BEGIN Provided text

A package holiday with a scalp scar
To see how normal this has become, look at Istanbul. Roughly a million people a year travel to Turkey for hair transplants, feeding a $2 billion industry served by an estimated 5,000 clinics in that one city. Walk the tourist districts and you'll see them, men with bandaged, freshly dotted scalps posing in front of the Hagia Sophia.
We've turned cosmetic surgery into a bookable long weekend. Flights, hotel, procedure, a bit of sightseeing while you heal. Long before an algorithm served anyone the word looksmaxxing, we'd invented the wellness break with a side of rhinoplasty.
It didn't start as skincare
Set the scalpel aside, and the same urge turns up everywhere, just under gentler names. Call it wellness, skincare, biohacking, longevity, or self-care. Gwyneth Paltrow built an empire somewhere between jade eggs and serums made of ingredients you'd struggle to pronounce. And then there are the men with too much money who are spending a house deposit every year to slow their own ageing, and being admired for the discipline. None of that gets shamed though, and mostly it shouldn't be. It's vanity with a marketing budget, and vanity is fairly harmless.
Looksmaxxing wears the same gentle names. But it didn't exactly start as a skincare routine. The word comes from incel forums, the online communities of mostly young men who believe women are out of reach for them, and that a man's worth is decided by his face. In that world a jawline isn't vanity. It's a score in a ranking system, kept by people who are bitter about where they sit in it.
None of this means a jade egg and an incel forum are the same thing. They obviously aren't. One is a slightly ridiculous corner of consumer culture. The other is a worldview built on resentment of women. The reason looksmaxxing matters is that it lets the second travel under the friendly vocabulary of the first.
Which is why Hegarty's incel question wasn't a cheap shot. It was the obvious question. What's happened since is that TikTok has sanded the ideology off the surface and kept the worldview underneath. Most teenagers mewing in the bathroom mirror haven't read a word of blackpill theory. But they've absorbed its central claim anyway, that your face is a problem to be scored, ranked and solved.
Looksmaxxing is about to look quaint
The tools are about to get far more powerful, and far harder to see.

END Provided text
BEGIN Data shown

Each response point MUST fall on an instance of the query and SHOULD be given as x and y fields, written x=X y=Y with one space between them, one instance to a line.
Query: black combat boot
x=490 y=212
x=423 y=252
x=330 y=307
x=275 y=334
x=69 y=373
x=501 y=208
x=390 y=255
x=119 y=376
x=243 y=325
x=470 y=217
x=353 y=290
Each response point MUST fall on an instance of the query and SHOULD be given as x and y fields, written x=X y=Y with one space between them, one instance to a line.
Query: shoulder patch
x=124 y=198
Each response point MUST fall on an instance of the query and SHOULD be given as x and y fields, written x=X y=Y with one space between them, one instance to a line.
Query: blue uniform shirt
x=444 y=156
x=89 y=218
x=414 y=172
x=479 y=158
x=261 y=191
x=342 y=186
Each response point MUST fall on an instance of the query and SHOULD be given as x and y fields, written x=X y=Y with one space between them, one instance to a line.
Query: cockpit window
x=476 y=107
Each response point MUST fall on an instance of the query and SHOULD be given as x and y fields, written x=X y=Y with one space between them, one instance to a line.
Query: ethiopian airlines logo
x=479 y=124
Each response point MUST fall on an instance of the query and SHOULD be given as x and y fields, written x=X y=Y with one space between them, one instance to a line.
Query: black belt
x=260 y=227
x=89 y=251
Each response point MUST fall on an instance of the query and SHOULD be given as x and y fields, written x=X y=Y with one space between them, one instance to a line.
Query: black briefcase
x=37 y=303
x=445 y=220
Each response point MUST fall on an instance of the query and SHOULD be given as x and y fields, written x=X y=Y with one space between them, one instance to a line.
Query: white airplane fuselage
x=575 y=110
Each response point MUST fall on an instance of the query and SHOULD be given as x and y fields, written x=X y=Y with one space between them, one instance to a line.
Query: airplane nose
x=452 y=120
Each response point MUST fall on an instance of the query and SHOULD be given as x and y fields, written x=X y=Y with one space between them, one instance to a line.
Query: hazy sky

END Data shown

Problems to solve:
a. In the looksmaxxing article, roughly how many people a year travel to Turkey for hair transplants?
b. Write the next part of the looksmaxxing article, picking up after its final sentence.
The region pointing data isn't needed for any of this work.

Results for the exercise:
a. Roughly a million people a year.

b.
AI photo editing already lets anyone preview a sharper jaw or a fuller hairline in seconds, and a touched-up selfie is increasingly the brief a patient carries into a surgeon's office. Weight-loss drugs have changed our relationship with our bodies.
And so, that friction that once sat between wanting to change how you look and actually doing it is disappearing. Today's looksmaxxing, with its spreadsheets and supplements, will soon look almost charmingly low-tech.
Which brings us back to that interview, and the hospital bed two days after it.
It's tempting to file Clavicular away as either a victim or a villain. Some of the alarm is well earned. A 20-year-old cycling steroids and stimulants is in real danger. And an ideology that ranks young men by their faces and teaches them to resent women is worth taking just as seriously.
Sure, it's easy to say he is a troubled kid chewed up by the internet, or a misogynist who got what was coming. Both are too easy, and both let the rest of us off the hook. Because the reality is, he's neither exceptional nor innocent. He's what happens when two things meet. A consumer culture that spent decades teaching everyone to treat their face as a project, and an online ideology that taught young men to treat it as a scoreboard and blame women for the score. We built the first in plain sight. We built the clinics, ran the shows, sold the serums and booked the flights. The second we mostly ignored, filed away as fringe, and assumed it would stay there.
He followed the logic all the way to a hospital bed. But the logic was ours long before it was his.